▸ **INFORMATION SHOWN**:

╭──

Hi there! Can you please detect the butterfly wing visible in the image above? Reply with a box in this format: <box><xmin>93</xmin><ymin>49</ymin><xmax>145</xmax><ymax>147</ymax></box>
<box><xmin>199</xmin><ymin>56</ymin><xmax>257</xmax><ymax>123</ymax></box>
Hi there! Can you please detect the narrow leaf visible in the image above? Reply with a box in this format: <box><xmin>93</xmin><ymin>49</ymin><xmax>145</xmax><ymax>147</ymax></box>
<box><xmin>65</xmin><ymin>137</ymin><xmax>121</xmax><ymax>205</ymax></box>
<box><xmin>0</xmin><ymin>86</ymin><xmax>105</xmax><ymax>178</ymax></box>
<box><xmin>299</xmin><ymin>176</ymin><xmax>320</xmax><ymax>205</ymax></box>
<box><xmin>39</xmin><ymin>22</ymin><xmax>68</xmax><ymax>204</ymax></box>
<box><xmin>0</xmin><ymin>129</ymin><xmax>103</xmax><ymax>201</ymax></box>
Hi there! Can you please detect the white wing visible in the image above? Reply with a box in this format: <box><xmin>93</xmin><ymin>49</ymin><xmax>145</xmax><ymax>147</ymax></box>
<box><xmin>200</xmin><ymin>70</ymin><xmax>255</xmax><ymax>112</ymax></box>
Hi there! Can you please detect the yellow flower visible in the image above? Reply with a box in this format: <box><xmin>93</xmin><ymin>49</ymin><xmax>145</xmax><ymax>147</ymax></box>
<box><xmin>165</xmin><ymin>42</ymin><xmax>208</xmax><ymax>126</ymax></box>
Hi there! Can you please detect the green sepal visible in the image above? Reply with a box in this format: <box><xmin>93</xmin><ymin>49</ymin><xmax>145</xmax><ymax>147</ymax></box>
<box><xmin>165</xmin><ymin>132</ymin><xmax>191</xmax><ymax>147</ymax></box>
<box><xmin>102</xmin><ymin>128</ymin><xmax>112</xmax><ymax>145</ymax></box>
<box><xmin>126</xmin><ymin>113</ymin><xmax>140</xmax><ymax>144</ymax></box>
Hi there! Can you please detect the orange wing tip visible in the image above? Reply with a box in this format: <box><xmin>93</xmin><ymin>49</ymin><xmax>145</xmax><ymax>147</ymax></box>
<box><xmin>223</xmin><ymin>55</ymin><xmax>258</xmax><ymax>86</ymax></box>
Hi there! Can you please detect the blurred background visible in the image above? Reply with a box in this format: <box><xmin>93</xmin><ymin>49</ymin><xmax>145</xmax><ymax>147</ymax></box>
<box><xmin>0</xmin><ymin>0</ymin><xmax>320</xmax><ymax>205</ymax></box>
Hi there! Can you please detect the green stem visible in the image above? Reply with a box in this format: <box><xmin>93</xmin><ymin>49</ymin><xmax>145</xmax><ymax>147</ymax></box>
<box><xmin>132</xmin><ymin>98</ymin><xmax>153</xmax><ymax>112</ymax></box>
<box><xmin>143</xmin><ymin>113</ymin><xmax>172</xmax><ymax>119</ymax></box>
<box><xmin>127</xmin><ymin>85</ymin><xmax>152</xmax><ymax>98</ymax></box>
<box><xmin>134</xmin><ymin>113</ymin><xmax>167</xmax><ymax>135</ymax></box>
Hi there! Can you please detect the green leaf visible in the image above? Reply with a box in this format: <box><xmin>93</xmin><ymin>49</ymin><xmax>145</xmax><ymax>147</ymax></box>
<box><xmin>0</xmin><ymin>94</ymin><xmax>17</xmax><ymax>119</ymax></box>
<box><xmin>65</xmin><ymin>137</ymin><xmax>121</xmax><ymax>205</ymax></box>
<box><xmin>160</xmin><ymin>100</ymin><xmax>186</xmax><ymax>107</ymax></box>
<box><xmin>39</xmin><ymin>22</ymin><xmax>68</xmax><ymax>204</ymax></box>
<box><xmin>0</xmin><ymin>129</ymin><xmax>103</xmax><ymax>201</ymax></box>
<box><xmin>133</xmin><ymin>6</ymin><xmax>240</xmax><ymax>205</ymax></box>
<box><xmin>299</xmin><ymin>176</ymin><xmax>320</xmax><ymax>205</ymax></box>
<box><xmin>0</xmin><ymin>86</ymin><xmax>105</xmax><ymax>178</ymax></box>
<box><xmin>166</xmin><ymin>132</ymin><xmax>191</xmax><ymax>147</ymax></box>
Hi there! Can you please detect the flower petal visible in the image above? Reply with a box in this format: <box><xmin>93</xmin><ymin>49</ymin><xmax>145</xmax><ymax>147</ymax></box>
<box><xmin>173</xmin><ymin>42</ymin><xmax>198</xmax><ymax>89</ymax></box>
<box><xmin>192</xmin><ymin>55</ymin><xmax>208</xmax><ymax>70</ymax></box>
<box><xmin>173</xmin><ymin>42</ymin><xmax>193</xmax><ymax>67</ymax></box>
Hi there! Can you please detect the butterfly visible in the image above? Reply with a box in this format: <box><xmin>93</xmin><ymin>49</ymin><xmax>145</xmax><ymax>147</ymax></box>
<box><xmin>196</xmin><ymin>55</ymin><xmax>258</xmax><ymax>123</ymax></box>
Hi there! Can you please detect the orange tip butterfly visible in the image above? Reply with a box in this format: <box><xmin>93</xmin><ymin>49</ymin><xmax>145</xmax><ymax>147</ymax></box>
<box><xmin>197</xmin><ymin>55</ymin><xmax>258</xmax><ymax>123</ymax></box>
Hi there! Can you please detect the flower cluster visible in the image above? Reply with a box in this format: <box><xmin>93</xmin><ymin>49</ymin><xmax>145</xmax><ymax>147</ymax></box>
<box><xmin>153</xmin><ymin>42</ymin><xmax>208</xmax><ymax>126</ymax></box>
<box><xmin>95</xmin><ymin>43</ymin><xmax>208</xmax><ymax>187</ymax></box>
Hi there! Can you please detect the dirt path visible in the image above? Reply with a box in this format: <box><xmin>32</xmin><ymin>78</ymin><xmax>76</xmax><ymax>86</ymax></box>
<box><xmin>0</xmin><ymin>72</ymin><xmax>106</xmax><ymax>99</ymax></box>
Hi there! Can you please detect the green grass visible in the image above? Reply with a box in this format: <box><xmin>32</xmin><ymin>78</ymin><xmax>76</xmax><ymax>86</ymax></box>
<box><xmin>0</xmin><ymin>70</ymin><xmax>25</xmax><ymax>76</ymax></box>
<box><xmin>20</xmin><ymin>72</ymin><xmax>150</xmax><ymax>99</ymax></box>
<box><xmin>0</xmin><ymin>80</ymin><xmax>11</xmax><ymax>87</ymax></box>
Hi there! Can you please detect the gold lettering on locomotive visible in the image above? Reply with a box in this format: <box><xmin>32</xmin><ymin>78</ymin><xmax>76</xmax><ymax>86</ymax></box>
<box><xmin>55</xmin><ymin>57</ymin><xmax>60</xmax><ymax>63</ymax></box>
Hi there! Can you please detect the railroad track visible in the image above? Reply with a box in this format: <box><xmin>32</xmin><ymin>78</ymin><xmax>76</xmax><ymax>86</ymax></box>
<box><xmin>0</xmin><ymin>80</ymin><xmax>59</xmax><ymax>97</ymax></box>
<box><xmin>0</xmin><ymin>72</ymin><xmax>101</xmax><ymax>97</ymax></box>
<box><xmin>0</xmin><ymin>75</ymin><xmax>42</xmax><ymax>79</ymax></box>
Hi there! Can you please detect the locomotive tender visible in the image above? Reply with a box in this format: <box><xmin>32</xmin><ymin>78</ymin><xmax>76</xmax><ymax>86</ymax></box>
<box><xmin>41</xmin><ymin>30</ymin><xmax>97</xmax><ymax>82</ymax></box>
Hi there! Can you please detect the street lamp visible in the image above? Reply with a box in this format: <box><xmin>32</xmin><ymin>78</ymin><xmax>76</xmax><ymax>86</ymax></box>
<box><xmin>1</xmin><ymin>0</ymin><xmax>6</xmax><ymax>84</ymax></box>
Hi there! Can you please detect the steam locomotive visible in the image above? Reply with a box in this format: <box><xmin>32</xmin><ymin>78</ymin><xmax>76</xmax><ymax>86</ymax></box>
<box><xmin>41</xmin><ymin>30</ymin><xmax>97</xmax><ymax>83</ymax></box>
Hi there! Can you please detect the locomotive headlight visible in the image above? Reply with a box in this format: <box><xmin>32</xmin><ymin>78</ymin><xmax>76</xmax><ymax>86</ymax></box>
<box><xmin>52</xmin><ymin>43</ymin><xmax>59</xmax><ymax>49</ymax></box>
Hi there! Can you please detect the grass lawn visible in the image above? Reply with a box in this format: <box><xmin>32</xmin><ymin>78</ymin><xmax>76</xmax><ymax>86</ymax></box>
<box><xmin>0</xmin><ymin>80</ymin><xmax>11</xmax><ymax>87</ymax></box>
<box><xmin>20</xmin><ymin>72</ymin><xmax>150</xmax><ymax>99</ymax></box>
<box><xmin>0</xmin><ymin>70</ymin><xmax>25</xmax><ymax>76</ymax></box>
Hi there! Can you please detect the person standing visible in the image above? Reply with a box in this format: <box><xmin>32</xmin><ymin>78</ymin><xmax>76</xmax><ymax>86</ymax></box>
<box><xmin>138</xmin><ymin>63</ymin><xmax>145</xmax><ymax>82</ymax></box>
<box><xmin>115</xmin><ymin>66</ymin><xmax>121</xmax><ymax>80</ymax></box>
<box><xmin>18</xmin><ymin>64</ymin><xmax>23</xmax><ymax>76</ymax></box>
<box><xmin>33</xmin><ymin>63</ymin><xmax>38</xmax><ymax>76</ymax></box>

╰──

How many lines in the data above contain the word "green"? Matches must have the same case. Reply with the number alone.

▸ **WORKED SOLUTION**: 4